▶ Task directions
Count the lines in the records below that contain the string "glass". State only the number.

Rows from an object pointing dataset
----
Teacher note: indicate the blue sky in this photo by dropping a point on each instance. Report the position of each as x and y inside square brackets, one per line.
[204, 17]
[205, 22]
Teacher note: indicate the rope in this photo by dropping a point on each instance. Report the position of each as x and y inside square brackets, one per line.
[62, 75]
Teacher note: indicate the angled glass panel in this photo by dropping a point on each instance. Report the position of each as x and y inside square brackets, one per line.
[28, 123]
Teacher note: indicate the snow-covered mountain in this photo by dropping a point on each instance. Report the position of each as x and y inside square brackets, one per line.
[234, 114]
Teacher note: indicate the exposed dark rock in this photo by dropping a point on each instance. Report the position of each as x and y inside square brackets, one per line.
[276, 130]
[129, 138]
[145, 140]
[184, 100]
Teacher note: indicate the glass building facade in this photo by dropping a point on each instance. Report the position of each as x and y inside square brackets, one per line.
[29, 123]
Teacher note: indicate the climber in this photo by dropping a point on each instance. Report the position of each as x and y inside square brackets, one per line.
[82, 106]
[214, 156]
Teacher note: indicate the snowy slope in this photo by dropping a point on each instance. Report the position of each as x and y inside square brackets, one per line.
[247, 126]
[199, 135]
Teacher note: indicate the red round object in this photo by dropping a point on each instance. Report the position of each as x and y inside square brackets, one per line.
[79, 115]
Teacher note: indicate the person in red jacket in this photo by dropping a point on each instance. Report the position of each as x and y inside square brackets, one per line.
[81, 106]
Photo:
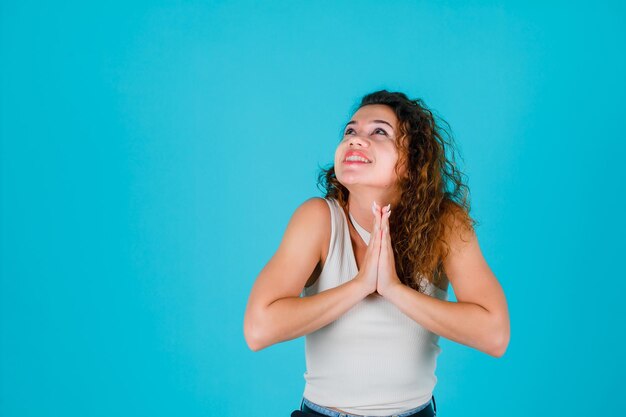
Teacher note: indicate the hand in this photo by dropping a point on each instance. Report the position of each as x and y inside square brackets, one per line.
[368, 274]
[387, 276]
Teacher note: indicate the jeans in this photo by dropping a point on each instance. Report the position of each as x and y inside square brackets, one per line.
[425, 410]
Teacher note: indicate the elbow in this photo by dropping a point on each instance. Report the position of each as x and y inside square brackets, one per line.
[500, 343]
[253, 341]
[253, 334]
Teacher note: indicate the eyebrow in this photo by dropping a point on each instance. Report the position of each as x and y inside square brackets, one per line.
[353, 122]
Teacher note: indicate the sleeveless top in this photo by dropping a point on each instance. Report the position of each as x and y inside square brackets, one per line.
----
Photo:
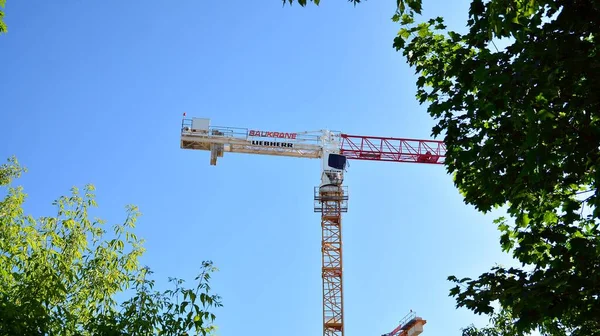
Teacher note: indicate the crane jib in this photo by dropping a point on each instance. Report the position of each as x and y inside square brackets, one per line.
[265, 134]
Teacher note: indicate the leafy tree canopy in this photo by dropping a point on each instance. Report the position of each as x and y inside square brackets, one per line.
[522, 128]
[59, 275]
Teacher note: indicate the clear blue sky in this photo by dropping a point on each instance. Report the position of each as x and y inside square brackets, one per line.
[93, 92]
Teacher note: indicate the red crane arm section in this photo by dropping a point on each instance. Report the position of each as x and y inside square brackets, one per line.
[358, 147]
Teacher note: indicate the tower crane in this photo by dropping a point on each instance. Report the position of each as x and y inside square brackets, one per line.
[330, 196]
----
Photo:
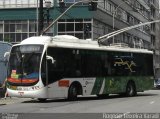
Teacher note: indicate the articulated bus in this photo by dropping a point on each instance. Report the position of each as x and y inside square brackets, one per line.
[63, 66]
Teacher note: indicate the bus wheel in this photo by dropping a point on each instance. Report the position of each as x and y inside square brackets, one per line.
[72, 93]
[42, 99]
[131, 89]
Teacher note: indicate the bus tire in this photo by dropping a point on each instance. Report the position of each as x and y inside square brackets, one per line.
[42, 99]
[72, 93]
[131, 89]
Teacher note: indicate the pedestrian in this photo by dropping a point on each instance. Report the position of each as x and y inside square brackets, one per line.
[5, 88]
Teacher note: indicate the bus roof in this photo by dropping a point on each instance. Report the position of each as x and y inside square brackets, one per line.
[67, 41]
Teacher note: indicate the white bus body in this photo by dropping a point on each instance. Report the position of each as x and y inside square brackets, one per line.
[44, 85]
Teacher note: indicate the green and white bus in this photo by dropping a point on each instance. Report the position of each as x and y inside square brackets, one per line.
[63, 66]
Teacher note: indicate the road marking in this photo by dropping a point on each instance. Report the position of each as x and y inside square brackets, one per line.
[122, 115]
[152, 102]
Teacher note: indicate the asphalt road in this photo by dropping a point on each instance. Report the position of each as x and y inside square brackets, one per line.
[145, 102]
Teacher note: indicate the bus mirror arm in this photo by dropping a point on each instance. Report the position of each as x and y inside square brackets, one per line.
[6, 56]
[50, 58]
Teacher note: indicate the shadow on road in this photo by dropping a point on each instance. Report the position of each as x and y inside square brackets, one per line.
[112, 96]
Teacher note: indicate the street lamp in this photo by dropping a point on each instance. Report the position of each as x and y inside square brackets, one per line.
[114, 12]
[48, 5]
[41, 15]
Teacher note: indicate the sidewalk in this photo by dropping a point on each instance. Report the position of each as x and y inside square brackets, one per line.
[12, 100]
----
▶ Solution to this exercise
2